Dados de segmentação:
□ □ □
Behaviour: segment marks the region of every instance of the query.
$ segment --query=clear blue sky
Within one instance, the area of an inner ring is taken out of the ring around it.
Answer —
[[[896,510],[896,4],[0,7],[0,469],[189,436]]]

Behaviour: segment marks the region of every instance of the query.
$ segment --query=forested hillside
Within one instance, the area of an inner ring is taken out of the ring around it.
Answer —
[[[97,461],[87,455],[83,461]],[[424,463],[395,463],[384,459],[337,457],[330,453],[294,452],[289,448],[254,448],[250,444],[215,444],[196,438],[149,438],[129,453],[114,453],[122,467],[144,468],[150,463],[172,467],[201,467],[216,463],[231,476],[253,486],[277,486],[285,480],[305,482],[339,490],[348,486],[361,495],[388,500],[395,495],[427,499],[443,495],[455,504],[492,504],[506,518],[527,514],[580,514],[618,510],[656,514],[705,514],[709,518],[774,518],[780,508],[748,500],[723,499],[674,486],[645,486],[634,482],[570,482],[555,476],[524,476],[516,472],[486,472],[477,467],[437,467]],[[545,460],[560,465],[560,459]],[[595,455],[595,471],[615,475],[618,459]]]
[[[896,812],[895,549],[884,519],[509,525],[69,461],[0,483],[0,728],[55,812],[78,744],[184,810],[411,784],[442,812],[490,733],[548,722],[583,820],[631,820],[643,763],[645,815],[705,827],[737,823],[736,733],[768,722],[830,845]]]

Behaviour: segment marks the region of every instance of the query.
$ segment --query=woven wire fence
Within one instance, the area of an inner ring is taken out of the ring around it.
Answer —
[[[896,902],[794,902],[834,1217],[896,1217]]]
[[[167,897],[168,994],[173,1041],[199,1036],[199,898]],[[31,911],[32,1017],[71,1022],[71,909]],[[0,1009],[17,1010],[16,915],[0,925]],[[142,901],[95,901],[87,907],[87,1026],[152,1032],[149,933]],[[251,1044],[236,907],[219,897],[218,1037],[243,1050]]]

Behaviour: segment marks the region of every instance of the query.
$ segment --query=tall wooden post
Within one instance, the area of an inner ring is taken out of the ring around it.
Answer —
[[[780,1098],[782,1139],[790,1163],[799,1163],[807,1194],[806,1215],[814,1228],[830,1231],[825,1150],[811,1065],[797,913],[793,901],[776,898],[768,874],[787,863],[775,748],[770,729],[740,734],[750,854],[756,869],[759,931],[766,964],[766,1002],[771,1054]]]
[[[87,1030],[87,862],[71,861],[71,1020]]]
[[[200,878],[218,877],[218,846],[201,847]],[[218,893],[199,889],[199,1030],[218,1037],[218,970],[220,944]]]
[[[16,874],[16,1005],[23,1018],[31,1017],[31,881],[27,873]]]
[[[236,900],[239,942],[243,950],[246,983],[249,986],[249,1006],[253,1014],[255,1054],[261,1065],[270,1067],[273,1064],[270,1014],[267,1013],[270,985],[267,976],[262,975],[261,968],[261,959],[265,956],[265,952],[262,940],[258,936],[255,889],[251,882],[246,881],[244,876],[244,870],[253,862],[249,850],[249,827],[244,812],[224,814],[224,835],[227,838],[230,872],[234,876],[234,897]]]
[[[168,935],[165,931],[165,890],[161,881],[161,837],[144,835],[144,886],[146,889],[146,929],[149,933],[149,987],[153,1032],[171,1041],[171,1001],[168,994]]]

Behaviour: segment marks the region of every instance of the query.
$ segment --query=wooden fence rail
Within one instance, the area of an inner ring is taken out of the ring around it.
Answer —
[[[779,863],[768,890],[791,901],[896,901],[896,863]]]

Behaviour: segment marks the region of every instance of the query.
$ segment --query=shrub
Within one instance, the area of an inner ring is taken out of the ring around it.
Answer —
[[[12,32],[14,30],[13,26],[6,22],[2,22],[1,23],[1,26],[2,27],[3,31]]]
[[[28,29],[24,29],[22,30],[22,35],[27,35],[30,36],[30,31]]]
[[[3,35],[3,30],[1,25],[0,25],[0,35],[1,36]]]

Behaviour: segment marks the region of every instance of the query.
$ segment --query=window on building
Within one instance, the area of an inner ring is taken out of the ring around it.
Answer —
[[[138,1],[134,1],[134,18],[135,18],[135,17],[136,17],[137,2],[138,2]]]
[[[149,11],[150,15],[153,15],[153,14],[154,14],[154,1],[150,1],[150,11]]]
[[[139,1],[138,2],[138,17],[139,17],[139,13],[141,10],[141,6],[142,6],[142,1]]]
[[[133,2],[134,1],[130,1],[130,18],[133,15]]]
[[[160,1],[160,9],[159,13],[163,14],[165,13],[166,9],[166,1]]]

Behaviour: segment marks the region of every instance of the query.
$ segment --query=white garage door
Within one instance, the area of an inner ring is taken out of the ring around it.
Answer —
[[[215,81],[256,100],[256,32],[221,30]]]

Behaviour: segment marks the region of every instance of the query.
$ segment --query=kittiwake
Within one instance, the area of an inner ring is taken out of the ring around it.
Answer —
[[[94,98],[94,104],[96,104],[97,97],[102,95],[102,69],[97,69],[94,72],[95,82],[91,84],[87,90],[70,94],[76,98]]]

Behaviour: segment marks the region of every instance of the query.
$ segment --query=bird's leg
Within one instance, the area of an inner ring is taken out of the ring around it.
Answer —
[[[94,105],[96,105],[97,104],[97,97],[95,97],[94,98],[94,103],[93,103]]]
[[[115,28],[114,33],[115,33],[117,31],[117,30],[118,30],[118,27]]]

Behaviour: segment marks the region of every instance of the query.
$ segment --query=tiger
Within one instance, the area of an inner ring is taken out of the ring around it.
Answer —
□ □ □
ENUNCIADO DA TAREFA:
Transcreva todo o material acima, linha por linha e sem nenhuma alteração.

RESULTADO ABAIXO:
Behaviour: segment marks the region of every instance of the query.
$ segment --query=clear blue sky
Within one instance, the area of an inner ring is taken out of the ring around it.
Answer —
[[[896,510],[896,4],[0,7],[0,469],[189,436]]]

Behaviour: segment marks the region of every instance of the query.
$ segment --query=forested hillside
Within one instance, the area of an inner ring is taken out of the ring around it.
Answer —
[[[97,461],[87,455],[83,461]],[[424,463],[395,463],[384,459],[337,457],[330,453],[294,452],[289,448],[254,448],[250,444],[215,444],[196,438],[149,438],[129,453],[114,453],[122,467],[144,468],[150,463],[172,467],[201,467],[216,463],[231,476],[253,486],[277,486],[285,480],[305,482],[339,490],[348,486],[361,495],[388,500],[395,495],[427,499],[443,495],[455,504],[492,504],[506,518],[527,514],[580,514],[618,510],[656,514],[705,514],[709,518],[774,518],[780,508],[748,500],[723,499],[674,486],[645,486],[634,482],[570,482],[555,476],[524,476],[516,472],[486,472],[477,467],[437,467]],[[545,460],[560,465],[560,459]],[[595,455],[595,471],[615,475],[618,459]]]
[[[896,812],[895,549],[884,519],[509,525],[69,461],[0,483],[0,728],[55,812],[78,744],[184,810],[411,784],[442,812],[490,733],[548,722],[583,820],[631,820],[643,763],[645,815],[705,827],[737,823],[736,733],[768,722],[830,845]]]

Behaviour: segment marks the region of every instance of the query.
$ segment --query=woven wire fence
Within one instance, the area of an inner ring is taken out of the ring around it.
Answer —
[[[896,902],[794,902],[834,1217],[896,1217]]]
[[[167,897],[168,994],[173,1041],[199,1036],[199,898]],[[31,911],[32,1017],[71,1022],[71,909]],[[0,1009],[17,1010],[16,915],[0,925]],[[142,901],[95,901],[87,907],[87,1026],[152,1032],[149,933]],[[251,1044],[236,907],[219,897],[218,1037],[243,1050]]]

Behaviour: segment marks the region of every instance of the query.
$ segment --query=tall wooden post
Within one instance, the area of an inner ring is taken out of the ring around it.
Answer —
[[[780,1098],[782,1139],[790,1163],[799,1163],[807,1194],[806,1215],[814,1228],[830,1231],[825,1150],[811,1065],[797,913],[793,901],[776,898],[768,874],[787,863],[775,748],[770,729],[740,734],[750,854],[756,869],[759,931],[766,964],[766,1002],[771,1054]]]
[[[87,1030],[87,862],[71,861],[71,1020]]]
[[[200,878],[218,877],[218,846],[201,847]],[[218,893],[199,889],[199,1030],[218,1037],[218,970],[220,944]]]
[[[16,874],[16,1005],[23,1018],[31,1017],[31,881],[27,873]]]
[[[236,900],[239,942],[243,950],[246,983],[249,986],[249,1006],[253,1014],[255,1054],[261,1065],[270,1067],[273,1064],[270,1014],[267,1013],[270,985],[267,976],[262,975],[261,968],[261,959],[265,956],[265,952],[262,940],[258,936],[255,889],[251,882],[246,881],[244,876],[244,870],[253,862],[249,850],[249,827],[244,812],[224,814],[224,835],[227,838],[230,872],[234,876],[234,897]]]
[[[168,935],[165,931],[165,890],[161,881],[161,837],[144,835],[144,886],[146,889],[146,929],[149,933],[149,987],[153,1032],[171,1041],[171,1001],[168,994]]]

Behaviour: segment marks the region of every instance of the query.
$ segment --query=wooden fence rail
Within one instance, the area of an inner ring is taken out of the ring around it.
Answer —
[[[779,863],[768,890],[791,901],[896,901],[896,863]]]

Behaviour: segment marks the region of every instance of the query.
$ segment --query=shrub
Within one instance, the area of an inner ring is taken out of the ring around it.
Answer —
[[[12,32],[14,30],[13,26],[6,22],[2,22],[1,23],[1,26],[2,27],[3,31]]]
[[[28,29],[24,29],[22,30],[22,35],[27,35],[30,36],[30,31]]]
[[[3,35],[3,30],[1,25],[0,25],[0,35],[1,36]]]

Behaviour: segment marks the region of every instance of the query.
$ segment --query=window on building
Within one instance, the area of an inner ring is taken out of the ring around it.
Answer —
[[[138,1],[134,1],[134,18],[135,18],[135,17],[136,17],[137,2],[138,2]]]
[[[149,11],[150,15],[153,15],[153,14],[154,14],[154,1],[150,1],[150,11]]]
[[[139,1],[138,2],[138,17],[139,17],[139,13],[141,10],[141,6],[142,6],[142,1]]]
[[[133,2],[134,1],[130,1],[130,18],[133,15]]]
[[[160,1],[160,9],[159,13],[163,14],[165,13],[166,9],[166,1]]]

Behaviour: segment marks the region of every instance of the query.
$ segment --query=white garage door
Within one instance, the area of an inner ring is taken out of the ring around it.
Answer —
[[[215,81],[256,100],[256,32],[221,30]]]

Behaviour: segment marks the region of every instance of the query.
$ segment --query=kittiwake
Within one instance, the area of an inner ring is taken out of the ring around it.
Answer —
[[[94,98],[94,104],[96,104],[97,97],[102,95],[102,69],[97,69],[94,72],[95,82],[91,84],[87,90],[70,94],[76,98]]]

Behaviour: segment marks the region of every instance of the query.
$ segment --query=bird's leg
Within one instance, the area of an inner ring is taken out of the ring around it.
Answer —
[[[94,105],[96,105],[97,104],[97,97],[95,97],[94,98],[94,103],[93,103]]]
[[[115,28],[114,33],[115,33],[117,31],[117,30],[118,30],[118,27]]]

Behaviour: segment marks the region of every instance of the query.
$ segment --query=tiger
Within one instance, the area of an inner ring is taken out of the ring around it.
Answer —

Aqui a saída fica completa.